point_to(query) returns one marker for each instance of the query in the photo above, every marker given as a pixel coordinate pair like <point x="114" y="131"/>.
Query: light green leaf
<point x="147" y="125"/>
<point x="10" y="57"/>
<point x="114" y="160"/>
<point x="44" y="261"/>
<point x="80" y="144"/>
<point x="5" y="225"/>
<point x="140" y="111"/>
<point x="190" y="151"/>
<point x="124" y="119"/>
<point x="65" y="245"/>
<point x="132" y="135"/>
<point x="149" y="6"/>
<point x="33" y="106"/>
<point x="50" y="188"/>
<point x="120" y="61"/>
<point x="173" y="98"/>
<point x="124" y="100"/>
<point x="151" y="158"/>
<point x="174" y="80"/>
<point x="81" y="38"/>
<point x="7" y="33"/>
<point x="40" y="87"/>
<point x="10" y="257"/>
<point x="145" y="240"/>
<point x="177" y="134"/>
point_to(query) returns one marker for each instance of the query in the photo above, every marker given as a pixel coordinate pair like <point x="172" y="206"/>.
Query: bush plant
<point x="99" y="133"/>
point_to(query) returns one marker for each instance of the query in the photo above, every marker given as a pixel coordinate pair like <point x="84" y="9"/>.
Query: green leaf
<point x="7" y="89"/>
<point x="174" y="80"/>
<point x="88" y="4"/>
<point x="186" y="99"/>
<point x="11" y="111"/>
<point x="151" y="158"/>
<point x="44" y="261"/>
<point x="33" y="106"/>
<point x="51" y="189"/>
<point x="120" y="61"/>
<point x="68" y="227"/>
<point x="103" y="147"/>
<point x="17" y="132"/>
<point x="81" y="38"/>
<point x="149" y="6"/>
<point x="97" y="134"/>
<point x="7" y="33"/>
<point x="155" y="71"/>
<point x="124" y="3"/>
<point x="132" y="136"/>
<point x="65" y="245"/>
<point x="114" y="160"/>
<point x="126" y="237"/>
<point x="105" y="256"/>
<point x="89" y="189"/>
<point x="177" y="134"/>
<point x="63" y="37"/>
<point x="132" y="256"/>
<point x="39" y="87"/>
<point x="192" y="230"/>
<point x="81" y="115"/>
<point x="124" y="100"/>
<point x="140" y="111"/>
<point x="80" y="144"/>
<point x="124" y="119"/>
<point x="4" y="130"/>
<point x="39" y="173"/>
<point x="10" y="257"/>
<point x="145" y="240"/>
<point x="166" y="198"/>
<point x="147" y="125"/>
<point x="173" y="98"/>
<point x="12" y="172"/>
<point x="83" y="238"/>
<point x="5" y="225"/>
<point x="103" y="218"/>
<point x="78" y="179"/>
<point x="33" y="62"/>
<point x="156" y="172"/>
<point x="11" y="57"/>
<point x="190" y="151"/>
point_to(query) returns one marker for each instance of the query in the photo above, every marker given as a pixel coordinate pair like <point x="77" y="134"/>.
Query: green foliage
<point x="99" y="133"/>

════════════════════

* Exercise brief
Identify each line of the records above that contains the word "leaf", and copy those lines in full.

* In response
Query: light green leaf
Query: green leaf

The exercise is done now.